#### QUOTED PASSAGE
Today, both collapse and fastverse are well established in a part of the R community closer to econometrics and high-performance statistics. A growing number of econometric packages benefit from collapse as a computational backend, most notably the well-known plm package - which experienced order-of-magnitude performance gains. I am also developing dfms (first CRAN release October 2022), demonstrating that very efficient estimation of Dynamic Factor Models is possible in R combining collapse and RcppArmadillo. collapse is also powering various shiny apps across the web. I ended up creating a collapse-powered public macroeconomic data portal for Uganda, and later, at the Kiel Institute for the World Economy, for Africa at large.

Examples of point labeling
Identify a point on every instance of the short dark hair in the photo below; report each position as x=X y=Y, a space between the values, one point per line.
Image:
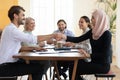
x=14 y=10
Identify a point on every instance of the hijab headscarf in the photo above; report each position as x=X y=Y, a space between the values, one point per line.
x=101 y=23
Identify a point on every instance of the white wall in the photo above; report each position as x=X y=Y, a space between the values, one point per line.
x=118 y=34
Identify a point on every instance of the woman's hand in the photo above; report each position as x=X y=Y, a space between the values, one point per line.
x=82 y=51
x=69 y=44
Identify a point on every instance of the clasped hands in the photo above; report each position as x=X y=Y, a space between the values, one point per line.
x=59 y=36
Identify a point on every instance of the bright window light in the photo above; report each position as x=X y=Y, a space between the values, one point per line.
x=47 y=12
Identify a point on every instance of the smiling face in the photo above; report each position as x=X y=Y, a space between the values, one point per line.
x=29 y=24
x=21 y=18
x=61 y=26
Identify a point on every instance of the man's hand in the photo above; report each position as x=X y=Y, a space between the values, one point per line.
x=59 y=36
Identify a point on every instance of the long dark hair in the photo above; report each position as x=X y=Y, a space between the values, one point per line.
x=87 y=20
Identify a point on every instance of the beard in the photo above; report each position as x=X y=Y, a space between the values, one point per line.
x=21 y=22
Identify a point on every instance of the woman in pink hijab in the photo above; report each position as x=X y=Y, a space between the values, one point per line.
x=100 y=40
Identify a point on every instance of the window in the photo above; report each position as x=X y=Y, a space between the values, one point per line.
x=47 y=12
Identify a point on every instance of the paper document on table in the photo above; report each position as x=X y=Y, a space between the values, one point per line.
x=67 y=51
x=49 y=51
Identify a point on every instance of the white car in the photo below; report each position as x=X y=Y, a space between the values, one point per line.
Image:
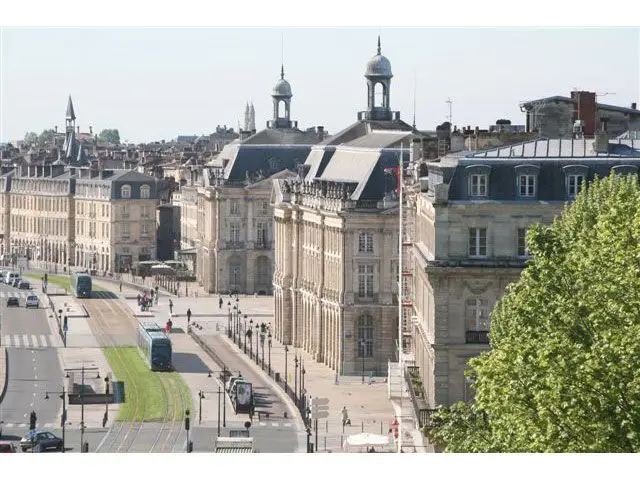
x=32 y=301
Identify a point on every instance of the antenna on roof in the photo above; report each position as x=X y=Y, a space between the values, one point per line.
x=450 y=102
x=414 y=97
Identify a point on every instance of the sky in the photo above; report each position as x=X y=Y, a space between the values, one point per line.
x=157 y=83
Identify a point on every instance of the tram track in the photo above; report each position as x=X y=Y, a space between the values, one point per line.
x=122 y=436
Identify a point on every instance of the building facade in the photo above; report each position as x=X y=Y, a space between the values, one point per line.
x=472 y=217
x=336 y=232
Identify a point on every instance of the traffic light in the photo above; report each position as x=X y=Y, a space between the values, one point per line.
x=32 y=420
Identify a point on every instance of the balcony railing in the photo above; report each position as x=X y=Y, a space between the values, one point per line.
x=477 y=336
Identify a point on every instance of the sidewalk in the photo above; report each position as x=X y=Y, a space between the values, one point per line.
x=82 y=348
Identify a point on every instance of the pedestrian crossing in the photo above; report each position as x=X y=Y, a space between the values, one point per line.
x=23 y=294
x=31 y=341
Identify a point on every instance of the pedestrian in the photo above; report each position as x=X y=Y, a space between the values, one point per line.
x=345 y=417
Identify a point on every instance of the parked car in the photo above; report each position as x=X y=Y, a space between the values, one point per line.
x=32 y=301
x=13 y=302
x=7 y=447
x=40 y=441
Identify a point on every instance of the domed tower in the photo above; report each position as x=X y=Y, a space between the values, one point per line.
x=281 y=94
x=379 y=75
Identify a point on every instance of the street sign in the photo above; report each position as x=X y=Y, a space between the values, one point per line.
x=319 y=408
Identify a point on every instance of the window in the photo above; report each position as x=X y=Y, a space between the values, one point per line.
x=234 y=233
x=365 y=281
x=261 y=234
x=365 y=336
x=479 y=185
x=573 y=185
x=365 y=242
x=478 y=314
x=522 y=243
x=477 y=242
x=527 y=185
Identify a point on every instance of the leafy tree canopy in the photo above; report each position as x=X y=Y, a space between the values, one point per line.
x=563 y=372
x=110 y=135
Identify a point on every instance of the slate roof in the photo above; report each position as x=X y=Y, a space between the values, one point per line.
x=550 y=158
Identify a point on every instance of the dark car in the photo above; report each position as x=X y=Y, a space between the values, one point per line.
x=13 y=302
x=7 y=447
x=40 y=441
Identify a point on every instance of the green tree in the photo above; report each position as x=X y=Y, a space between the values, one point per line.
x=110 y=135
x=562 y=374
x=30 y=138
x=46 y=137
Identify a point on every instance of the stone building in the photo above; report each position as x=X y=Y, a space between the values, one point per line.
x=65 y=217
x=336 y=239
x=554 y=117
x=234 y=213
x=471 y=220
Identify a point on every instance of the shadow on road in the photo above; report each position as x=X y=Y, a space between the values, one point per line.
x=189 y=363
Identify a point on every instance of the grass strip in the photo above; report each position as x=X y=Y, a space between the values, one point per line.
x=151 y=396
x=57 y=280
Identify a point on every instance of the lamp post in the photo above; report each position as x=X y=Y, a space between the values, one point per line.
x=63 y=418
x=257 y=350
x=269 y=343
x=295 y=380
x=363 y=344
x=286 y=380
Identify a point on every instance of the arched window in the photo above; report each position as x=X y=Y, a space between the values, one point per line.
x=365 y=335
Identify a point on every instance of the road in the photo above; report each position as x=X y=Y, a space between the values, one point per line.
x=273 y=432
x=33 y=365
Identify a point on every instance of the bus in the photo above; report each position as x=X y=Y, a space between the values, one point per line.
x=82 y=285
x=155 y=347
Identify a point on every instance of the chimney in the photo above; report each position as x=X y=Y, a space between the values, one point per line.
x=601 y=143
x=586 y=110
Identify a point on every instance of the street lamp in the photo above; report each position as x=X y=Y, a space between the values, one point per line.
x=295 y=379
x=286 y=380
x=63 y=418
x=257 y=350
x=363 y=344
x=269 y=337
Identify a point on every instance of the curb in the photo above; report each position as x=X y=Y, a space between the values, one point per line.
x=3 y=391
x=276 y=388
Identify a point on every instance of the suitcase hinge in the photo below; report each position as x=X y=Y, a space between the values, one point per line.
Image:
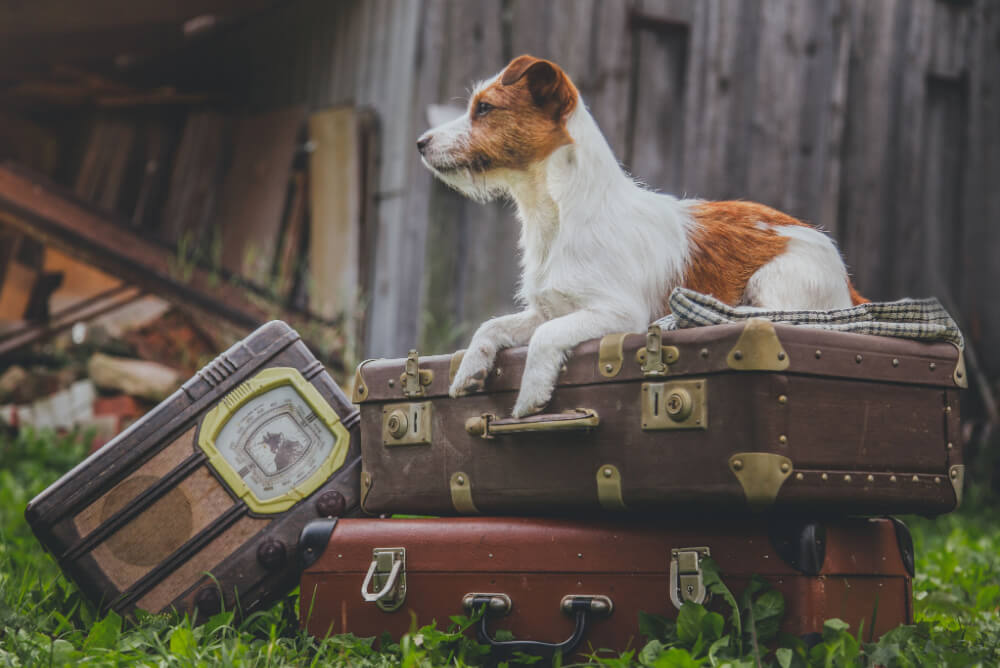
x=687 y=582
x=655 y=358
x=413 y=378
x=758 y=348
x=387 y=574
x=761 y=475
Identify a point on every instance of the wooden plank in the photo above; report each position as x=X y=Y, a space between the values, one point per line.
x=610 y=66
x=290 y=255
x=42 y=211
x=195 y=178
x=656 y=116
x=872 y=112
x=979 y=291
x=335 y=193
x=254 y=189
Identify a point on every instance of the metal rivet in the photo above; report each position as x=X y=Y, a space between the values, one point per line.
x=271 y=554
x=331 y=503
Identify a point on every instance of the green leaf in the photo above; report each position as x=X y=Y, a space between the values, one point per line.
x=651 y=652
x=182 y=642
x=689 y=623
x=712 y=578
x=677 y=658
x=105 y=633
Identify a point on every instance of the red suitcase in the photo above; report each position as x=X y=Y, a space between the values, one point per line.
x=365 y=576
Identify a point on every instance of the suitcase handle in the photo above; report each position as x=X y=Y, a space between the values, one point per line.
x=488 y=425
x=582 y=607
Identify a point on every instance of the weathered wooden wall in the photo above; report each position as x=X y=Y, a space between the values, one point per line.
x=877 y=119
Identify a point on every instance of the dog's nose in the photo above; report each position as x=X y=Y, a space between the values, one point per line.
x=423 y=143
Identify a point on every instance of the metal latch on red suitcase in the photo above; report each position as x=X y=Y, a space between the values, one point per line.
x=687 y=582
x=388 y=573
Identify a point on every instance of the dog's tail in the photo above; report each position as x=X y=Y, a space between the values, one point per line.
x=855 y=297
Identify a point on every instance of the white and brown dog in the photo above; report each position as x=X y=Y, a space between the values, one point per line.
x=599 y=252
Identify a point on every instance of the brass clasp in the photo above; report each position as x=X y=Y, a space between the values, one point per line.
x=414 y=378
x=655 y=358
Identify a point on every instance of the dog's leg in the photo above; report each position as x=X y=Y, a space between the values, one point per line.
x=492 y=336
x=549 y=346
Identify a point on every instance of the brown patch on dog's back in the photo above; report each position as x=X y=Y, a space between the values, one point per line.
x=728 y=246
x=531 y=100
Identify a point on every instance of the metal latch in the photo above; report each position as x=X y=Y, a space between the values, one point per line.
x=413 y=378
x=680 y=404
x=654 y=358
x=406 y=424
x=388 y=573
x=686 y=580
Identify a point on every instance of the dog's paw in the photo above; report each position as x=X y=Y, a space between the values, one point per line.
x=531 y=400
x=471 y=376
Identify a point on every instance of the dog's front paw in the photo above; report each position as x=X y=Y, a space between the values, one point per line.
x=471 y=375
x=531 y=400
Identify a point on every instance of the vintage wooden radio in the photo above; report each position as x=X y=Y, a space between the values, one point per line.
x=199 y=505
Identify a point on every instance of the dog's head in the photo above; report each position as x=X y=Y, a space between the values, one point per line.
x=514 y=120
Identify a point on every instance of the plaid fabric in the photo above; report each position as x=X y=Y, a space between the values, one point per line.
x=923 y=319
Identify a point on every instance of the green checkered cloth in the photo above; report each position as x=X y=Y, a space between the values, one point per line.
x=923 y=319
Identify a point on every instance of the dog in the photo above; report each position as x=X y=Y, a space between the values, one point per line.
x=601 y=253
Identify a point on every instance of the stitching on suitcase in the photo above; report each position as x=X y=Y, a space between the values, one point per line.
x=135 y=507
x=159 y=572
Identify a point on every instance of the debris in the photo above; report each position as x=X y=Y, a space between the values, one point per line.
x=149 y=380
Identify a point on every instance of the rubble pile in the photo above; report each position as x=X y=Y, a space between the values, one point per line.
x=98 y=378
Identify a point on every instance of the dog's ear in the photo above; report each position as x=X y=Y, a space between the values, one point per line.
x=548 y=84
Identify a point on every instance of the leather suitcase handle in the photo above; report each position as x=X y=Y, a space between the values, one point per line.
x=582 y=607
x=489 y=425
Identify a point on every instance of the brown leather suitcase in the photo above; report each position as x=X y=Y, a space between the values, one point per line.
x=725 y=416
x=563 y=585
x=212 y=486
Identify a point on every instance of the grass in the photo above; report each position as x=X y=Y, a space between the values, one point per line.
x=44 y=621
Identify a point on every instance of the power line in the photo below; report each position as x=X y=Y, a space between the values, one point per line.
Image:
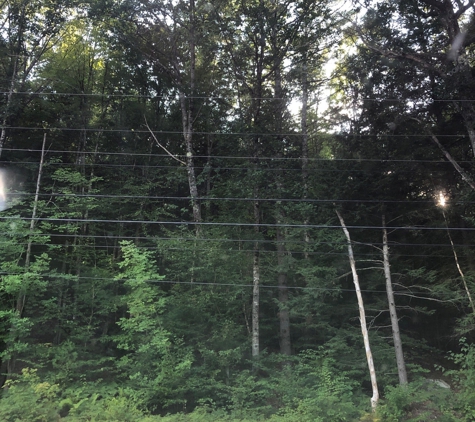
x=214 y=97
x=235 y=199
x=234 y=157
x=230 y=251
x=226 y=240
x=170 y=132
x=234 y=224
x=202 y=283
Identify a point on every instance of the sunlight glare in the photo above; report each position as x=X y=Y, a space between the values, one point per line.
x=442 y=202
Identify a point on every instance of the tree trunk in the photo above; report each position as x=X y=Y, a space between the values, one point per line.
x=284 y=317
x=187 y=113
x=256 y=281
x=459 y=268
x=22 y=295
x=401 y=365
x=364 y=329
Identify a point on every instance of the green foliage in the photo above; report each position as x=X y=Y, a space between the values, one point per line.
x=420 y=400
x=29 y=399
x=464 y=378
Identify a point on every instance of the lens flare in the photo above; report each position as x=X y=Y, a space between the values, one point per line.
x=3 y=191
x=442 y=201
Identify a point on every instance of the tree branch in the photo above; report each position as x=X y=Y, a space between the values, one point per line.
x=161 y=146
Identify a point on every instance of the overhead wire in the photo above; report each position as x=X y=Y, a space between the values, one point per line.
x=175 y=132
x=234 y=224
x=202 y=283
x=234 y=199
x=213 y=97
x=236 y=157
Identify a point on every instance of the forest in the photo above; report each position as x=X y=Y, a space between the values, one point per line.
x=237 y=210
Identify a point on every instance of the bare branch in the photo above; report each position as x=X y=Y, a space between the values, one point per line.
x=449 y=157
x=161 y=146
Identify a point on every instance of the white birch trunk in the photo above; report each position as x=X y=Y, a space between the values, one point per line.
x=401 y=365
x=364 y=329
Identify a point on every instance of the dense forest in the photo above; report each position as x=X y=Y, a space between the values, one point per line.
x=237 y=210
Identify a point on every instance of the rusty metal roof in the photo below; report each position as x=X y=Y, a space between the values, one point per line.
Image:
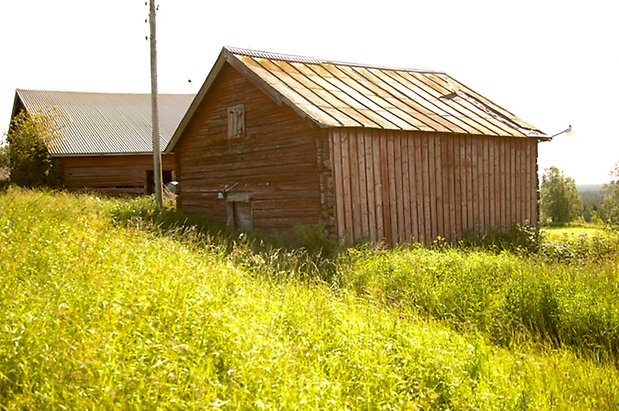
x=335 y=94
x=106 y=123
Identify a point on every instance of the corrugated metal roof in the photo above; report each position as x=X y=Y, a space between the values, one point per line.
x=335 y=94
x=106 y=123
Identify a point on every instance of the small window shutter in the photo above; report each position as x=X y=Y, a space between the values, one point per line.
x=236 y=121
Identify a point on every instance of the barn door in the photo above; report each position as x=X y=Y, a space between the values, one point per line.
x=239 y=212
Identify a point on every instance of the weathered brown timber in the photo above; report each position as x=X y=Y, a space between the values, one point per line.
x=276 y=160
x=389 y=155
x=446 y=192
x=111 y=174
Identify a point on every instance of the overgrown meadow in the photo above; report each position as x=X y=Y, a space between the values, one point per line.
x=108 y=303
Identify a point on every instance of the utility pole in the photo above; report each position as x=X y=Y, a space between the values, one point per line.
x=155 y=107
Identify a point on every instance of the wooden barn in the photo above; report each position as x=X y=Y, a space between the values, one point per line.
x=387 y=154
x=105 y=141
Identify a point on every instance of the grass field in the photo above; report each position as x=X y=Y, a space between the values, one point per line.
x=572 y=231
x=109 y=304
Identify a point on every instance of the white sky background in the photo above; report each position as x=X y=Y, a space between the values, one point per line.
x=550 y=62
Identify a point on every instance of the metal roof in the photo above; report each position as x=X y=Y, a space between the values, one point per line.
x=106 y=123
x=335 y=94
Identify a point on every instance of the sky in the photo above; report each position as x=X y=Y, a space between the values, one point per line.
x=552 y=63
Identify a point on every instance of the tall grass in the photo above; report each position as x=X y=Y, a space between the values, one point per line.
x=100 y=309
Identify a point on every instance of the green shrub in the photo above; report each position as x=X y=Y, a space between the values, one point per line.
x=518 y=237
x=30 y=137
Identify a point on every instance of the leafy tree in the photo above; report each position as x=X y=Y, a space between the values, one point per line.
x=560 y=202
x=610 y=206
x=30 y=136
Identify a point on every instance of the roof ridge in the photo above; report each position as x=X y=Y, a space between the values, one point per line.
x=100 y=93
x=314 y=60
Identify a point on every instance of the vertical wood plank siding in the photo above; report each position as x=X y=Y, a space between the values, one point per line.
x=121 y=174
x=282 y=160
x=397 y=186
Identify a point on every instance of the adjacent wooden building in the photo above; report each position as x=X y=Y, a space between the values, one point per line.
x=105 y=139
x=388 y=154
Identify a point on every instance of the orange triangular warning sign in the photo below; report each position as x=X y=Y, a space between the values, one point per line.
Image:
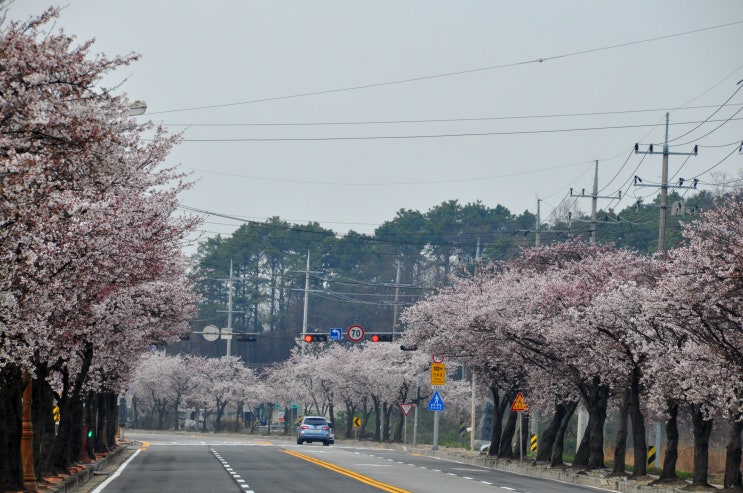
x=519 y=404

#### EXERCISE OBJECTIVE
Reproduce the passage on the collapse and fastverse R packages in its entirety, word for word.

#### WRITTEN REPLY
Today, both collapse and fastverse are well established in a part of the R community closer to econometrics and high-performance statistics. A growing number of econometric packages benefit from collapse as a computational backend, most notably the well-known plm package - which experienced order-of-magnitude performance gains. I am also developing dfms (first CRAN release October 2022), demonstrating that very efficient estimation of Dynamic Factor Models is possible in R combining collapse and RcppArmadillo. collapse is also powering various shiny apps across the web. I ended up creating a collapse-powered public macroeconomic data portal for Uganda, and later, at the Kiel Institute for the World Economy, for Africa at large.